> What needs to be done
What you return should be the line containing "Target: catcher's shin guard" and each line after it to the end of the records, copied exactly.

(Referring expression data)
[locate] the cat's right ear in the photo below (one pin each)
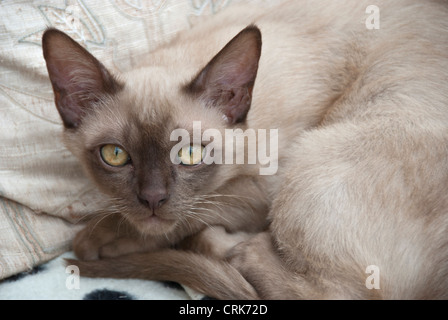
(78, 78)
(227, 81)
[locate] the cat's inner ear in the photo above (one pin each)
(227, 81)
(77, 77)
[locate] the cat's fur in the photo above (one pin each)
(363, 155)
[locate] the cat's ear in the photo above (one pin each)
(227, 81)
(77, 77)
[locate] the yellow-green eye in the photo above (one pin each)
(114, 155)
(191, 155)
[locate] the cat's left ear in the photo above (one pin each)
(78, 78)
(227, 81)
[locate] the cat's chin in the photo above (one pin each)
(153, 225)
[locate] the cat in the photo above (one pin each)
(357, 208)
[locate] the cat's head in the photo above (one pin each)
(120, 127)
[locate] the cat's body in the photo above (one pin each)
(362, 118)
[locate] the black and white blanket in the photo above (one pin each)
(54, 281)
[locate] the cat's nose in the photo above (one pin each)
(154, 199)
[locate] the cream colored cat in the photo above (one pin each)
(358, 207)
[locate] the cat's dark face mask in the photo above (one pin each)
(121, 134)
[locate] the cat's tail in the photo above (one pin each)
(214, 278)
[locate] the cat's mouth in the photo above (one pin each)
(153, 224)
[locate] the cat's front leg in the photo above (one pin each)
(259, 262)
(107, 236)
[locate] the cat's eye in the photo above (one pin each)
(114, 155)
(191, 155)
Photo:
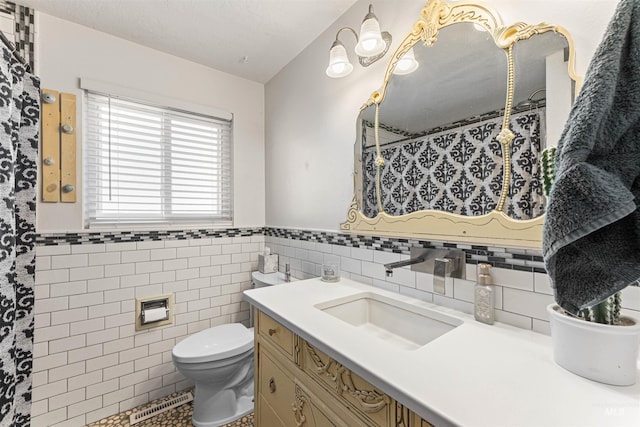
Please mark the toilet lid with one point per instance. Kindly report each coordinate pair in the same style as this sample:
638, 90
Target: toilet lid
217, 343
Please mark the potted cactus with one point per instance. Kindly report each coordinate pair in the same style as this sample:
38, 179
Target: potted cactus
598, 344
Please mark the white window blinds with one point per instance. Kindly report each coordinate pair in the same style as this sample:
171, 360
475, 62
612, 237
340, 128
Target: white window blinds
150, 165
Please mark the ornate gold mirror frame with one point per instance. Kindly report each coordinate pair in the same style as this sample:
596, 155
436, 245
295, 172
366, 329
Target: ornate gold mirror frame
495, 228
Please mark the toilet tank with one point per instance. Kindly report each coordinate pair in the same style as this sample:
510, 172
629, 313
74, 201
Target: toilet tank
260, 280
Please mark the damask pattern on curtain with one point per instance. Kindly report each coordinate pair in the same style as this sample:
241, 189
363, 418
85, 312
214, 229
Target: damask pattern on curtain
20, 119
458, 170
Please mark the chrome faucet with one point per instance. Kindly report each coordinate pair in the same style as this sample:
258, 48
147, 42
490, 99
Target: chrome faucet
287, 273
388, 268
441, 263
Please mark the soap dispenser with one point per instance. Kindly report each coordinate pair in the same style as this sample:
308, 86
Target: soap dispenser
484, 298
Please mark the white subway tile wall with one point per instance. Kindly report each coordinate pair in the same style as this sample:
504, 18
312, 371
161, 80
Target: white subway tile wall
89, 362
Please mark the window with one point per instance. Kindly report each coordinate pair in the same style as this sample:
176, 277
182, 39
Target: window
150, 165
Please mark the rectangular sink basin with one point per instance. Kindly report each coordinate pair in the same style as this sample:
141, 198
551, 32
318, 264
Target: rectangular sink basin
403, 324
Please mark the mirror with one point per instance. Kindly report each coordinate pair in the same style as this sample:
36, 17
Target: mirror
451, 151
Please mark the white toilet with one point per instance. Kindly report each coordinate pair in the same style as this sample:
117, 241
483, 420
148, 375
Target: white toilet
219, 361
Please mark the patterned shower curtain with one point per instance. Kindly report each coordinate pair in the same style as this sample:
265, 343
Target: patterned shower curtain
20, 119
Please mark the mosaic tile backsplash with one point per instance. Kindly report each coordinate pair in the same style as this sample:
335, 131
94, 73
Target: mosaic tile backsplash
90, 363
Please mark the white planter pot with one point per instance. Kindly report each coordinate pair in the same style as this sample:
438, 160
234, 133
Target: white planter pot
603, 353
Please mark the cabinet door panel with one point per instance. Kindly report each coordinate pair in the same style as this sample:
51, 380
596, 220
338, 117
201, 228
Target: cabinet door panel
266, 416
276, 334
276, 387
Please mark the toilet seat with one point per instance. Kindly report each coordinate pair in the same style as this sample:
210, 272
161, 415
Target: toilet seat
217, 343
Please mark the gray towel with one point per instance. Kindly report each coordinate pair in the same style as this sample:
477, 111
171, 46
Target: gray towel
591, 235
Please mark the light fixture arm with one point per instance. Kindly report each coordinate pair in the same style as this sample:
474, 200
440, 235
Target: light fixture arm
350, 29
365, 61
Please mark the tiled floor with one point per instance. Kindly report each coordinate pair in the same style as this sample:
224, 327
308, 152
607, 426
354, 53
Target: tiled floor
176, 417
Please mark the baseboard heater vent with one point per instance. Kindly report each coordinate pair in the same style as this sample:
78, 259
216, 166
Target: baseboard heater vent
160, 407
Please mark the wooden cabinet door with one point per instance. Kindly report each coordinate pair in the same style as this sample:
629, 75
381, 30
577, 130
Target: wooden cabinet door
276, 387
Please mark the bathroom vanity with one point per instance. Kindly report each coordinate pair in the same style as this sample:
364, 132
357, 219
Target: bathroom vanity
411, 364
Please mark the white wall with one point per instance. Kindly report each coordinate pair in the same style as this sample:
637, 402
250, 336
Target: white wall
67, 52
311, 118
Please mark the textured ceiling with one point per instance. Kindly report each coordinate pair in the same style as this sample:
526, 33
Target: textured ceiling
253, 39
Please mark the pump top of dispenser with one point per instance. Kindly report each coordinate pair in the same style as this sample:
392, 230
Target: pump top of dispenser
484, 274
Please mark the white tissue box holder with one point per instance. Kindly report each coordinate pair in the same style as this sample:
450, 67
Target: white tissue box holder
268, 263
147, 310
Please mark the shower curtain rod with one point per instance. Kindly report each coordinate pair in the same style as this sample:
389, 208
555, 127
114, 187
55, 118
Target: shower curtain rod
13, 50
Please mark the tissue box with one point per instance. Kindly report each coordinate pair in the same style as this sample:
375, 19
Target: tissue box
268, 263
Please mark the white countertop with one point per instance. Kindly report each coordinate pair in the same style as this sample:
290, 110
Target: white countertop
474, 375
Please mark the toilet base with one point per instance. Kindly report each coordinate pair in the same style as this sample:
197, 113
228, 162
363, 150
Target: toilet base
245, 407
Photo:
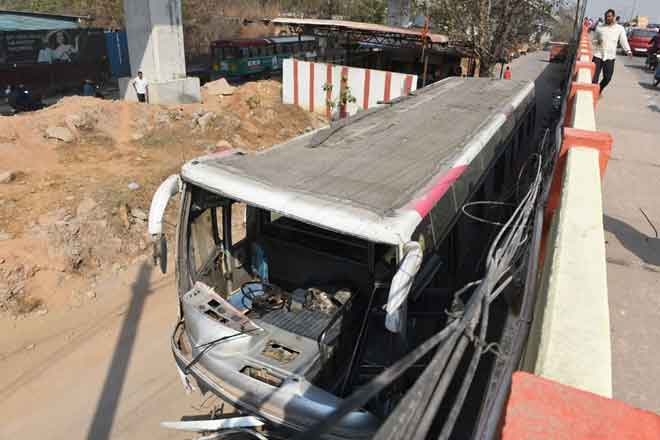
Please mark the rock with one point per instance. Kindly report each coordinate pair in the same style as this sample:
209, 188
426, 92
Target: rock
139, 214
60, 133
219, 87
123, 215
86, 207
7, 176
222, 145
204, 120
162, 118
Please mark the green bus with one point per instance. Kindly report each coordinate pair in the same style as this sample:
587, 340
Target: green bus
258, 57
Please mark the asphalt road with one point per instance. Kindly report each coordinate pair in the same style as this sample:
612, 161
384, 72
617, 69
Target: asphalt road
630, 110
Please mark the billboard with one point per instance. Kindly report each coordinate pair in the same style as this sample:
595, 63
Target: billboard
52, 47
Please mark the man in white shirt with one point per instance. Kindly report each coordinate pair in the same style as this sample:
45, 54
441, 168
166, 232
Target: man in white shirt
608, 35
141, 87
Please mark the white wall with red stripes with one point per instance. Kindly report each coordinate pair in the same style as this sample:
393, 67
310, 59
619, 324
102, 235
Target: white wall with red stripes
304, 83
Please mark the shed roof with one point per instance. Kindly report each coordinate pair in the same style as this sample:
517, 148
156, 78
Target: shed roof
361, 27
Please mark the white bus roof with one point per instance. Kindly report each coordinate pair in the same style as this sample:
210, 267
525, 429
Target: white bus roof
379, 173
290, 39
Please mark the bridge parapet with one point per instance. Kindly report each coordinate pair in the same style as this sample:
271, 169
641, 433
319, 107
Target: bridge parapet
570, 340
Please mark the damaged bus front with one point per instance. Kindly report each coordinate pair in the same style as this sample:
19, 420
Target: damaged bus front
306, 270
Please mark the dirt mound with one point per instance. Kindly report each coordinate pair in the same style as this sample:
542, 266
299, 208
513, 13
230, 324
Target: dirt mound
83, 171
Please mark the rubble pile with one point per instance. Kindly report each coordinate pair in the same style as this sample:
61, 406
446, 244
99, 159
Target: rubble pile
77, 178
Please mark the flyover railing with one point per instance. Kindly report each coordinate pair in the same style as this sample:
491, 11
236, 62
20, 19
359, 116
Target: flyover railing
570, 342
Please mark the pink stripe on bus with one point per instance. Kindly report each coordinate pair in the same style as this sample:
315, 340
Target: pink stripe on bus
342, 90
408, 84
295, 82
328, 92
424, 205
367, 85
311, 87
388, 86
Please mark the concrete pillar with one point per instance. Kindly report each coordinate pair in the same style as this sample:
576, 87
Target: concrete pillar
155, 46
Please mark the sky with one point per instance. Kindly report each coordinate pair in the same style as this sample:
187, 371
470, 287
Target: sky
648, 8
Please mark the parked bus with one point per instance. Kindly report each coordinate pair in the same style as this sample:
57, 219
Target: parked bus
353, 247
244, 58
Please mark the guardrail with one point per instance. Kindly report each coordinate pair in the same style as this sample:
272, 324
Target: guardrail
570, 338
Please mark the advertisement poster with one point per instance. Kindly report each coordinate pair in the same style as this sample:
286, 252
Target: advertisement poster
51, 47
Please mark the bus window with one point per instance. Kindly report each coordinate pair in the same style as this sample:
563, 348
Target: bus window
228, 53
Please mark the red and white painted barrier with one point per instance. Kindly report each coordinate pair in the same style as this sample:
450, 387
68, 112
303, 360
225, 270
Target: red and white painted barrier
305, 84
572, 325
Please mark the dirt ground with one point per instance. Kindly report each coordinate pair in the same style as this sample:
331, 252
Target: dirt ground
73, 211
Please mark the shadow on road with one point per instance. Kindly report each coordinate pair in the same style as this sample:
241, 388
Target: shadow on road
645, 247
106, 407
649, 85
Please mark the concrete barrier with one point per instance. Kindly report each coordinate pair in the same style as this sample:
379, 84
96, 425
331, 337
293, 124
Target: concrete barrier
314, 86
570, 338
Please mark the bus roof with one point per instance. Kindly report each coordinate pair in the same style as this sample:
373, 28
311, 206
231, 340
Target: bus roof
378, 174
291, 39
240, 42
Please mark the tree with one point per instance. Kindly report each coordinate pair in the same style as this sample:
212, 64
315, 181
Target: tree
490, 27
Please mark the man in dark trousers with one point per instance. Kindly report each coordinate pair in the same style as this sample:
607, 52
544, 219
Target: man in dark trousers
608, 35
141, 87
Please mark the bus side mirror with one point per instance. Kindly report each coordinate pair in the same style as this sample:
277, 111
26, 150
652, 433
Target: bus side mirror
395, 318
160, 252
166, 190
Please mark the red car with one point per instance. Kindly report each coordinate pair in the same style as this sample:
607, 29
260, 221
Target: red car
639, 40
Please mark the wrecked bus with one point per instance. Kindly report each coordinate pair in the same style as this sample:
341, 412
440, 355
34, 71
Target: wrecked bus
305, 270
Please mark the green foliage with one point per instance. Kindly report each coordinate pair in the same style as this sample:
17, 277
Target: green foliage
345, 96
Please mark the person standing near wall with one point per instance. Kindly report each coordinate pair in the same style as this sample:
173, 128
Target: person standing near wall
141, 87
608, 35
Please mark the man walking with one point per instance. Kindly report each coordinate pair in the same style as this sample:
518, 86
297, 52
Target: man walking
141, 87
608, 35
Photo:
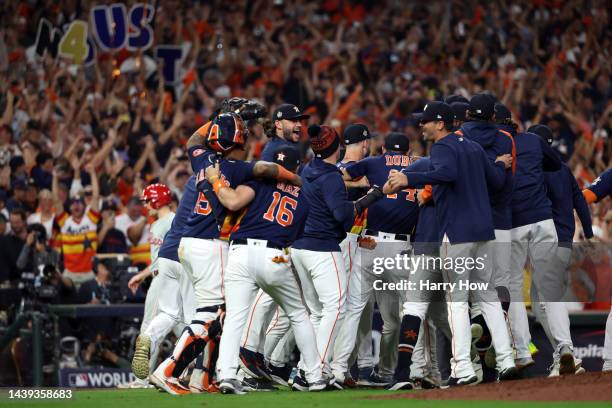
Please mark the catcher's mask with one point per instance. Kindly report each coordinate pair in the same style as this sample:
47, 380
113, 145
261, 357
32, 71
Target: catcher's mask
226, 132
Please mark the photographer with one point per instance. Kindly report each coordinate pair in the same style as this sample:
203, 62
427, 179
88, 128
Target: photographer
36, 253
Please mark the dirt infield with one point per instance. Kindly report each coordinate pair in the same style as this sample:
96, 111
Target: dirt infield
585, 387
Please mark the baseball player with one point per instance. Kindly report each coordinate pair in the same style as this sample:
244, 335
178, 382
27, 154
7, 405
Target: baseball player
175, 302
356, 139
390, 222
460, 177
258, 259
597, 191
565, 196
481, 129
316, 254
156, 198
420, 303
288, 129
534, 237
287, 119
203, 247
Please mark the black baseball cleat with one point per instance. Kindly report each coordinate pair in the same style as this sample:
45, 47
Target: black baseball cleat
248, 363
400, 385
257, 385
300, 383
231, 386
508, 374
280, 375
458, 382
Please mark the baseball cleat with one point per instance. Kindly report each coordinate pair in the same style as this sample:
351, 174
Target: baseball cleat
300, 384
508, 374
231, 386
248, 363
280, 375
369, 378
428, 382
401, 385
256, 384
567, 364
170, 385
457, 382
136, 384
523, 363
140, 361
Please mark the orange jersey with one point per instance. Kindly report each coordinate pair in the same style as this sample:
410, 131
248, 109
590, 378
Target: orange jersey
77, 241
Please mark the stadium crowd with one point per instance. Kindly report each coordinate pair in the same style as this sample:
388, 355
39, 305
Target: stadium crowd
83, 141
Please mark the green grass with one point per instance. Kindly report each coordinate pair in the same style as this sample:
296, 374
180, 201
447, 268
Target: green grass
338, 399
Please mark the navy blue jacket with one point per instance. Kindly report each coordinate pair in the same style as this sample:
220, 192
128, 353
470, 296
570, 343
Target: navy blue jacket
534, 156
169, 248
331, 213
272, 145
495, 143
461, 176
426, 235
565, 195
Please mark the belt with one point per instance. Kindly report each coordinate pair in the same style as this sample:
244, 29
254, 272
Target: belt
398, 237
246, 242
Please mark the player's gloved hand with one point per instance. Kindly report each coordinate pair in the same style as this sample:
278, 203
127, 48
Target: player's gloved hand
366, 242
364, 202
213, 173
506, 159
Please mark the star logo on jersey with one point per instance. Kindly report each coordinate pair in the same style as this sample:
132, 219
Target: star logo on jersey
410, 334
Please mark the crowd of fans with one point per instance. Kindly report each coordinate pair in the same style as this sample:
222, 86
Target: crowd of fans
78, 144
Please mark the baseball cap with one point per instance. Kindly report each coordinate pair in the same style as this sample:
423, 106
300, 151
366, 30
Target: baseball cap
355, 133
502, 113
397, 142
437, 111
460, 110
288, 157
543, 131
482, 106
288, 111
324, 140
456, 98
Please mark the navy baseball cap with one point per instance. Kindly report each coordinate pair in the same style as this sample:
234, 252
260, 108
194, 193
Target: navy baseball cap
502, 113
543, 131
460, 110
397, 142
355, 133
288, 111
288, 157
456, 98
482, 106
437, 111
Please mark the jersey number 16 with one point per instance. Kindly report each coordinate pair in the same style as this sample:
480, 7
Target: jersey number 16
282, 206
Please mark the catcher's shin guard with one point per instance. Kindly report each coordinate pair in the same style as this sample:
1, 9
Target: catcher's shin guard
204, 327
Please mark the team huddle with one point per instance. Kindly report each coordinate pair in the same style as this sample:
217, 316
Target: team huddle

> Exercise solution
Target: catcher's shin guard
204, 327
Please mark the team huddle with one point per instance. Kindly report each coordinate pair in the same style as this sample:
217, 316
Target: team huddle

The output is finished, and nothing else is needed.